TM4T Home - Understanding Planning

Planning is important in TM4T and we are going to discuss it a great deal. The problem with discussion about planning, though, is that most teachers - heck, most people - lack the vocabulary to move beyond the basics. Regrettably, we therefore need to deal with quite a lot of waffle before we move on to the practical stuff.


The Nature of Planning


To understand the nature of planning, we want to answer two specific questions: 'what is planning?' and 'why do we do it?'.

Arguably, the second of these questions is more important than the first. In teaching, planning is sometimes seen as an unquestionably good thing - it becomes a virtuous ritual for many teachers. This is silly: we are seeking specific benefits from our planning, and we need to understand those benefits clearly, or we risk wasting our time - our precious time - on planning instead of doing.

First, though, let's sort out 'what planning is'. On one level this is a silly question, with an obvious answer: 'planning is the process of making plans'... but if you dig a little deeper, things get complicated very quickly.  There are two main threads here:
P1) planning in the sense of forethought - thinking about what we are going to do before we do it: simply separating 'thought' and 'action'.
P2) planning in the sense of scheduling - allocating a specific action-or-activity to a specific timeslot: matching up 'what' and 'when'.

The distinctive feature of P1 behaviour (forethought) is that it explicitly separates the planning from the doing. This simple separation - carrying out different behaviours at different times - can offer major benefits. We can choose the best time to do our planning, hopefully opting for a calm, creative timeslot. In general, this enables us to improve the quality of what we do.

The distinctive feature of P2 behaviour (scheduling) is that it can be done in two subtly different ways - you can either match up 'what' with 'when' or you can match up 'when' with 'what'.  Some teachers will understand this nuance instinctively, but others will find it baffling so excuse me if I spell it out in some detail. First, imagine you have to plan a specific lesson - let's say next Tuesday, first period. The usual way to do this is to sit down with a blank sheet of paper and figure out what to teach next. There are, though, different scenarios... Imagine this: your head of department wants you to evaluate some new teaching resources; she's given you a complete lesson plan together with resources and instructions. You simply need to decide when - which day, which period - you are going to deliver this material. Obviously, this second scenario - finding 'when' rather than figuring out 'what' - is a lot more efficient. In general, P2 type is less about the quality of what we deliver, and more to do with efficiency.

Mostly, in fact, P2-type planning - choosing when you do things - is more relevant from a time-management perspective, but in terms of pedagogy the benefits are mostly embedded in P1 planning. Regardless, good planning always demands that you be clear in your mind about why you are planning, and what benefits you are trying to achieve.


The Structure of Planning

Planning can get complicated, and we need to have a clear vocabulary to discuss it sensibly.

The kind of planning we need to do has three main dimensions:
- firstly, it can be considered - as explained above - in terms of  P1 and P2 types of planning. This is rarely a clear-cut either-or situation. Generally, our planning involves elements of both P1 (figuring out what we are going to do) and P2 (deciding when we are going to do it). We just need to be clear how much P1 and how much P2 we need to do.
———
Set exercise 1: In the planning text, which type of planning is described as having more to do with efficiency than with the quality of what we deliver?
Set exercise 2: Write out the planning text from "Mostly, in fact, P2-type" up to and including "trying to achieve.", switching "pedagogy" to "classroom practice".
Set exercise 3: Resume the planning text after its last sentence and carry it forward.
———
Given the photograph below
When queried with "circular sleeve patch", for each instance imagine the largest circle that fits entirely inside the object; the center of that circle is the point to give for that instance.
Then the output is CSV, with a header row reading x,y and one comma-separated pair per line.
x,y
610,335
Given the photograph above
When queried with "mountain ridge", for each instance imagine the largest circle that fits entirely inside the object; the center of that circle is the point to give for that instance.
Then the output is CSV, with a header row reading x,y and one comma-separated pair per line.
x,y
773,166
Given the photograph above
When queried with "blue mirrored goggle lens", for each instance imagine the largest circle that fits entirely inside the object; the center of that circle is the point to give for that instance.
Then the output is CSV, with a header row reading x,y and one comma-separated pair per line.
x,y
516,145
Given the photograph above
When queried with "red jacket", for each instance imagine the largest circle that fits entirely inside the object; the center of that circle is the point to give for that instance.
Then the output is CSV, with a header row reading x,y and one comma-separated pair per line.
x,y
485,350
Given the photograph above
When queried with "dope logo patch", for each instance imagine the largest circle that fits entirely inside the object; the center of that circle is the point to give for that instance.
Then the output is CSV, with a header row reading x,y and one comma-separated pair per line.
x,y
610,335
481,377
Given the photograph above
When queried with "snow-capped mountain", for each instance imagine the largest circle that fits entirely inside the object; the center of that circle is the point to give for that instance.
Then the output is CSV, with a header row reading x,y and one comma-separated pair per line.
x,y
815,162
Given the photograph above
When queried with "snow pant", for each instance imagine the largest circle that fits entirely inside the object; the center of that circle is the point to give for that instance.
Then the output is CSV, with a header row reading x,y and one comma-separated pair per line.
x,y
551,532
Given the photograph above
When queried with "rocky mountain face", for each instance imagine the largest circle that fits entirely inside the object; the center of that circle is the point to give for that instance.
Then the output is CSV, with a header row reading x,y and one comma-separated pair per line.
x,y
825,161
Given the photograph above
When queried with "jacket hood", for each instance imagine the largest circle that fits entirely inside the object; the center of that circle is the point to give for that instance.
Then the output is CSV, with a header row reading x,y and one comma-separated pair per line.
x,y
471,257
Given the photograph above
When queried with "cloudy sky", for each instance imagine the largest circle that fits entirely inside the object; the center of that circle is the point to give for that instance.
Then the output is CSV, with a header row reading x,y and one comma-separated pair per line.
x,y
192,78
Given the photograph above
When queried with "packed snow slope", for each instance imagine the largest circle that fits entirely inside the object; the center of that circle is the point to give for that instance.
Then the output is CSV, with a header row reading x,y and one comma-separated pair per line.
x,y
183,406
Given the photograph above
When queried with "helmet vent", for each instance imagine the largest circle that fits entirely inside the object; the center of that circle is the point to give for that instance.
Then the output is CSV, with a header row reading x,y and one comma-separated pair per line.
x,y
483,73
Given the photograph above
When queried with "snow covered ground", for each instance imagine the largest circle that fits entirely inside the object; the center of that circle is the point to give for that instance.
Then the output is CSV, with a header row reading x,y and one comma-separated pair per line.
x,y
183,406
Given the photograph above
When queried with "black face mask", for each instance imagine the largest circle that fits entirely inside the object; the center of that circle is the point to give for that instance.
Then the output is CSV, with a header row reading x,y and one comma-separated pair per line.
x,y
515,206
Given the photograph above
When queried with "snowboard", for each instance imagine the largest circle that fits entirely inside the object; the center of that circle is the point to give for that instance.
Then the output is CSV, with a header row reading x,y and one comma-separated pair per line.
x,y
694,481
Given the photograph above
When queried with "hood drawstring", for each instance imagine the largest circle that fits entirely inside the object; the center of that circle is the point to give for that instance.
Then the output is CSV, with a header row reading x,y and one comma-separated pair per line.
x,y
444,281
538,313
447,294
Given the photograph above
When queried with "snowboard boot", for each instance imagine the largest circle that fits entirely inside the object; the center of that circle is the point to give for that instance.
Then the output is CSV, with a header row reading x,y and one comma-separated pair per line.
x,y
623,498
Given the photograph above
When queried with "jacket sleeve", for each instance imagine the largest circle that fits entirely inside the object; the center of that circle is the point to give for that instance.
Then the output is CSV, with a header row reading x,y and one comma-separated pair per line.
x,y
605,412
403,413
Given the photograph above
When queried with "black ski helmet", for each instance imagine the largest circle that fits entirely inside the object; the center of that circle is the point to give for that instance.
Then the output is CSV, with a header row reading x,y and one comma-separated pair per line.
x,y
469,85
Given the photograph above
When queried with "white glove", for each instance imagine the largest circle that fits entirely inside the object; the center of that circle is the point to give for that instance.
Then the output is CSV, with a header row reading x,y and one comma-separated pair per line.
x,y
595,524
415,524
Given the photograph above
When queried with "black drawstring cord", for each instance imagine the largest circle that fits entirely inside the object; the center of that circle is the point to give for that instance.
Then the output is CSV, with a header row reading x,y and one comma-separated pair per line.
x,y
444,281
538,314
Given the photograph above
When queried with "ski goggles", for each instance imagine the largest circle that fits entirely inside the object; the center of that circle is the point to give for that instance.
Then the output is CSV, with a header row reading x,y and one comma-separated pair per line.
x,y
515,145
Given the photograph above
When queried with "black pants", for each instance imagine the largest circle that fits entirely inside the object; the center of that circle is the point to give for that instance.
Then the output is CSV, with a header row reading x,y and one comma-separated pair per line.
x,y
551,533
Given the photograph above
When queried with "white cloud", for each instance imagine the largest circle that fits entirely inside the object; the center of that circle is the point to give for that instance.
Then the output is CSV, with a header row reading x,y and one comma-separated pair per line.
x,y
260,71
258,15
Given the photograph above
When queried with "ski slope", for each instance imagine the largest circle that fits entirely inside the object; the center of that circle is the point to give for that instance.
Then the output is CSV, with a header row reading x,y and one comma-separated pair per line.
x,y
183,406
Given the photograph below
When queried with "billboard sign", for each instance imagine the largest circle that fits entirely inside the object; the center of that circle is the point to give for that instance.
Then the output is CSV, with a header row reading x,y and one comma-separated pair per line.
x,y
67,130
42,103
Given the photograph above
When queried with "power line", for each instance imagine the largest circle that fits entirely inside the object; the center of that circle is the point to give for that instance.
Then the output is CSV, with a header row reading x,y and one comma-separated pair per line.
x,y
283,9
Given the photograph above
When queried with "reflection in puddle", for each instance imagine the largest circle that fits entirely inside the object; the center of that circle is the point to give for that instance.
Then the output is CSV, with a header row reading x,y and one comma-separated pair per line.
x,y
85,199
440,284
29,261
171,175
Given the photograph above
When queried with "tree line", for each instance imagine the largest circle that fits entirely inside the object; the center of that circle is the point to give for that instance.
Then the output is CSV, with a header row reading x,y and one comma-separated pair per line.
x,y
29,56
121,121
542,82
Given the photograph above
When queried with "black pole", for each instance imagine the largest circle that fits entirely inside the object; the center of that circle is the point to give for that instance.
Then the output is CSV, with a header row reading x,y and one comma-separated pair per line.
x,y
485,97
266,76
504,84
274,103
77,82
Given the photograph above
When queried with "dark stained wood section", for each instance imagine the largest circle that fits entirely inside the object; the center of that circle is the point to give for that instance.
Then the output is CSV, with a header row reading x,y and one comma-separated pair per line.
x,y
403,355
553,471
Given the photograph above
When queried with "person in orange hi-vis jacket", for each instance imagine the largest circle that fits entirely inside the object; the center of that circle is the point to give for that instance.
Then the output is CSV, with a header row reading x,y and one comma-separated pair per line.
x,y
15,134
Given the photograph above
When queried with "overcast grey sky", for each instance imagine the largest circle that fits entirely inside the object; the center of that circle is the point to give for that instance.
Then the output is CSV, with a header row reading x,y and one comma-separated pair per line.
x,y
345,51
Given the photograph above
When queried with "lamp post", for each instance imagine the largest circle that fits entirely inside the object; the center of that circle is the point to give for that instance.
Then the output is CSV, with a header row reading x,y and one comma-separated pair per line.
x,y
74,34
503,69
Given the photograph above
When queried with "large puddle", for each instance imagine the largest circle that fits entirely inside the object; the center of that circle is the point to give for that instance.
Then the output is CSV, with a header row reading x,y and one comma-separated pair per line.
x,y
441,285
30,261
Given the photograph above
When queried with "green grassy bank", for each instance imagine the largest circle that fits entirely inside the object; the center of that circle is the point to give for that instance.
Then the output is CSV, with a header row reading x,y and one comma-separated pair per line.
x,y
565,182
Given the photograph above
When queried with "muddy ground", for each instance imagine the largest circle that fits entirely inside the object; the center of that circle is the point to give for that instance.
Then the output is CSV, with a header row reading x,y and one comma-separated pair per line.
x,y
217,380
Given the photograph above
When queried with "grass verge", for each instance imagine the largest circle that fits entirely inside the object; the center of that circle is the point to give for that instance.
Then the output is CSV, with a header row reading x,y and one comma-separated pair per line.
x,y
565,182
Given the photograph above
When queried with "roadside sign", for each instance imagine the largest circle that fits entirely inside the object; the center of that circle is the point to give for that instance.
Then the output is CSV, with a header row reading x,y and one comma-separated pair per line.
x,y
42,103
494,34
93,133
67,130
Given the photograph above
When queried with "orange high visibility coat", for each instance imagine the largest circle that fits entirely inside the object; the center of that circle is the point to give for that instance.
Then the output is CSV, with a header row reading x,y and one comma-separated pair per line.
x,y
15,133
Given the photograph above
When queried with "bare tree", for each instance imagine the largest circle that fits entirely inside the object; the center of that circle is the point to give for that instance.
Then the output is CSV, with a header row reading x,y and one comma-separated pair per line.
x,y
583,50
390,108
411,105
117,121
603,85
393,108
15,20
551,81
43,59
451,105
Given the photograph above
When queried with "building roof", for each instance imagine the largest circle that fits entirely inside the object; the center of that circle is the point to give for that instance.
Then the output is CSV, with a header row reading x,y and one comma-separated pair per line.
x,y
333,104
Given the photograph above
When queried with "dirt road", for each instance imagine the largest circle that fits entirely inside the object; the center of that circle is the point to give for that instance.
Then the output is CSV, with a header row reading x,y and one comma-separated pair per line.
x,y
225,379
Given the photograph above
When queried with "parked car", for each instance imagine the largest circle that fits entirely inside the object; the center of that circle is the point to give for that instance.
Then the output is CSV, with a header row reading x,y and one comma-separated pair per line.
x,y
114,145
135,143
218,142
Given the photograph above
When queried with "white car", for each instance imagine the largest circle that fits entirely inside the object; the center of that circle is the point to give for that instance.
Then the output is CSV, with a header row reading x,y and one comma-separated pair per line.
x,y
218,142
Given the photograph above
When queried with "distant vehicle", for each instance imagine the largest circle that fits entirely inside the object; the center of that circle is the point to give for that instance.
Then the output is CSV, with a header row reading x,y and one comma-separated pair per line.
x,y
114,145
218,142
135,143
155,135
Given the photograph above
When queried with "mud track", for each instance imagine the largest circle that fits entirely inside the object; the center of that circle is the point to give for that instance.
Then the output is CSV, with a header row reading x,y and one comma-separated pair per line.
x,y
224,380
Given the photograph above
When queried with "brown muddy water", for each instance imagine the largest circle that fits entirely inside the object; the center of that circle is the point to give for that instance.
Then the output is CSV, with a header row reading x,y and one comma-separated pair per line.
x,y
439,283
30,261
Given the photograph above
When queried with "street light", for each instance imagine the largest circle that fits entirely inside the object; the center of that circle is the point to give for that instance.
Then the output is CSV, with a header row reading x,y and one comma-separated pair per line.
———
Task response 1: P2-type planning, or scheduling.

Task response 2:
Mostly, in fact, P2-type planning - choosing when you do things - is more relevant from a time-management perspective, but in terms of classroom practice the benefits are mostly embedded in P1 planning. Regardless, good planning always demands that you be clear in your mind about why you are planning, and what benefits you are trying to achieve.

Task response 3:
- secondly, we can distinguish different levels of detail in our planning - this is sometimes called 'high-level' versus 'low-level' planning. Sometimes we need to plan in minute detail, sometimes in broad brush strokes, mostly somewhere in between.

- thirdly, we can consider imminence - how far into the future we are planning - sometimes called 'long-term' and 'short-term' planning.

You may detect two clusters here:
P1 (forethought-type) planning tends to be high-level and further in the future (longer-term)
P2 (scheduling-type) planning tends to be lower-level and involve events less far ahead in the future (shorter-term)
This tends to be true, but is not always the case.

You may also notice that as we move from the first cluster (P1-high level-long term) to the second (P2-low level-short term), we inevitably move from considering 'what' we are going to do to considering 'how' we are going to do it.


The Recursive Nature of Planning

Consider this statement: "every Tuesday, at four o'clock in the afternoon, I will plan next Wednesday's lessons." What this statement represents is a plan for a plan. I have a plan for Tuesday, which involves a plan for Wednesday.

Now consider this scenario: "Next Tuesday I have a dental appointment at four, so I can't plan Wednesday's lessons then. When I get home today, I'll look at my diary and decide when on Tuesday I'll do Wednesday's lesson planning." What this represents is a plan for a plan for a plan. I have a plan for today, which involves a plan for Tuesday, which involves a plan for Wednesday.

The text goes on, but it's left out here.